== Exercise requirements ==
**A)** In the text on the NPA, copy the stretch from "As the standing" through "the revolutionary government." word for word.
**B)** Using the text on the NPA, explain in one to three sentences why the NPA is the body that carries out the convictions of the people's courts.

== Source extract ==
The NPA implements various policies of the people’s government including those
pertaining to environmental protection, especially those prohibiting big
plunderous commercial logging and mining operations which cause widespread
destruction.

Particular in Caraga, the NPA have been active in defending the Lumad and their
communities against mining activities of Nickel Asia, Taganito and other foreign
big companies for decades.

6. Is it true that NPA still conducts revolutionary trials and executions in its
territory?

The people’s government implements a justice system that favor the interests of
the democratic classes and sectors. The guide to establishing the people’s
courts helps the organs of political power or provisional revolutionary
government at the barrio level up in dispensing justice. There is system of
mediation for non-antagonistic conflicts among the people. In criminal cases,
there is a system of people’s courts and trials. A revolutionary penal code is
being developed to codify the system of punishment.

As the standing army of the provisional government, the NPA is tasked to carry
out convictions which can range from village arrest, exile, confiscation of
property. Capital punishment is meted against those convicted of capital crimes.
The justice system covers individuals, as well as companies which operate within
the territories of the revolutionary government.

7. What kind of final outcome would CPP-NPA like to see after successful peace
talks? A solution like they reached in Colombia? Something more like the
Naxalites have? How might you describe an ideal scenario under which peace can
flourish?

== Stored data ==
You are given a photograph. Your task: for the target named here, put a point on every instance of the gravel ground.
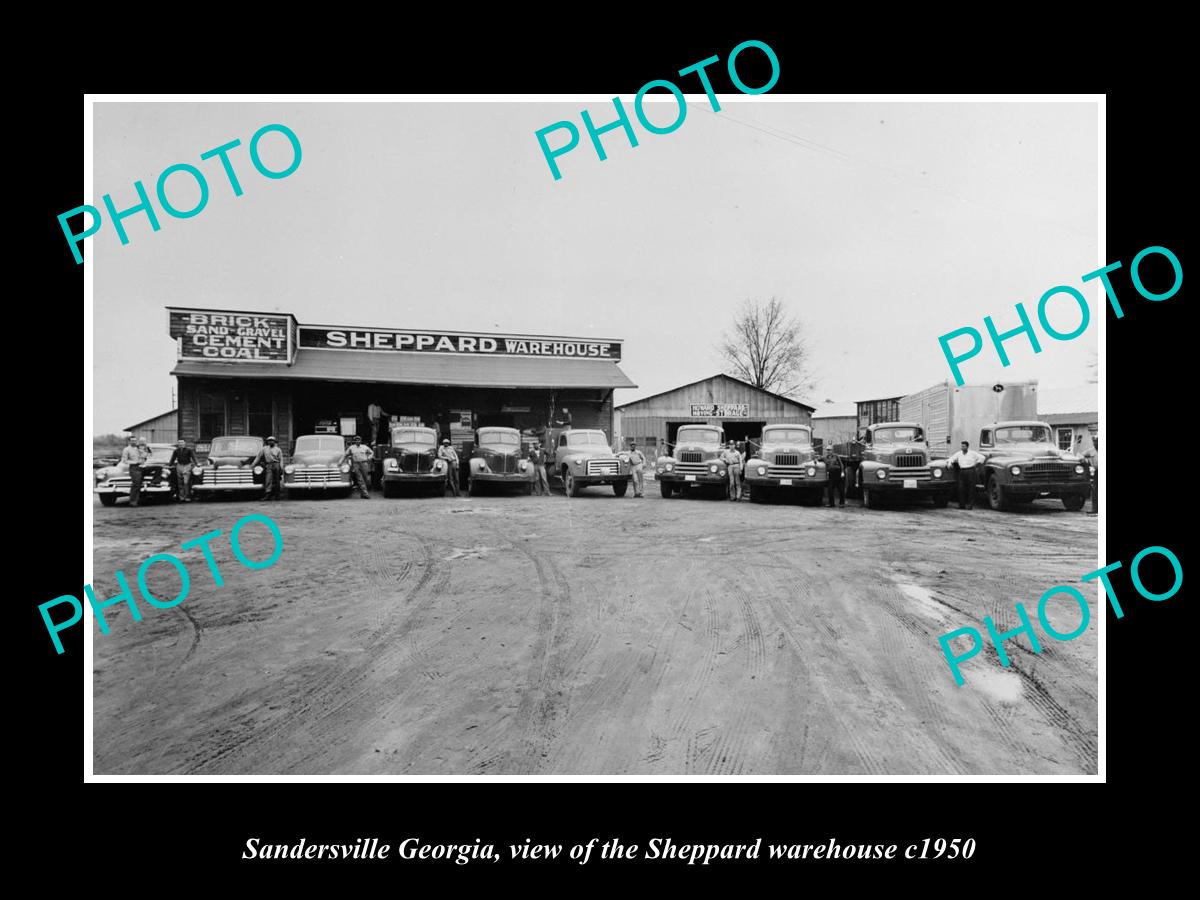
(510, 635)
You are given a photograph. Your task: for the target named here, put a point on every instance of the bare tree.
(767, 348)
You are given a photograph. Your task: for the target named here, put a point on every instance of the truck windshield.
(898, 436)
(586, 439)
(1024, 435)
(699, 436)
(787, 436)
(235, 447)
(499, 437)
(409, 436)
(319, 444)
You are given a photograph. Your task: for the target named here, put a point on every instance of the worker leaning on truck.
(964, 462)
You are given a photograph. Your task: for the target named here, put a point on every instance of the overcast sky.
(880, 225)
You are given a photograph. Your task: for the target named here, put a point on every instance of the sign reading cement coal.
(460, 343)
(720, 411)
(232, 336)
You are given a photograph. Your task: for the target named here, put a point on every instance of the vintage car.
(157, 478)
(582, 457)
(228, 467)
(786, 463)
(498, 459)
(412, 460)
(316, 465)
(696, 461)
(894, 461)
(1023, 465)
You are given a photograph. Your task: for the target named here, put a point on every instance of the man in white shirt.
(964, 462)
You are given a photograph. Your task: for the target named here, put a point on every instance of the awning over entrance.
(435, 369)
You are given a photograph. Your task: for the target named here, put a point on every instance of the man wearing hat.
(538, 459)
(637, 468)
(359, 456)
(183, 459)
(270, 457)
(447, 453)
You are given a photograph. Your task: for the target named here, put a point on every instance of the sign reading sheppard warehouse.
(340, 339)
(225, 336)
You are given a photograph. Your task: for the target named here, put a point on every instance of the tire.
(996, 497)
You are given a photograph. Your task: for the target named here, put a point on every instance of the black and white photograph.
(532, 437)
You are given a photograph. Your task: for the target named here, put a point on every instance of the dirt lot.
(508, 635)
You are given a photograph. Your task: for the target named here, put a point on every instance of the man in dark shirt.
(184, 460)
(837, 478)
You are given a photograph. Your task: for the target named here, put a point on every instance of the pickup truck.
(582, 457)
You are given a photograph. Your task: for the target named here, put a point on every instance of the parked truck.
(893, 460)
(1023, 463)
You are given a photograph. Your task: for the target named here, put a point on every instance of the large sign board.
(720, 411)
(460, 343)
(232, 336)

== Per-task answers ==
**A)**
As the standing army of the provisional government, the NPA is tasked to carry
out convictions which can range from village arrest, exile, confiscation of
property. Capital punishment is meted against those convicted of capital crimes.
The justice system covers individuals, as well as companies which operate within
the territories of the revolutionary government.

**B)** The NPA carries out convictions because it is the standing army of the provisional government. In that role it is tasked with enforcing the sentences the justice system hands down, such as village arrest, exile or confiscation of property.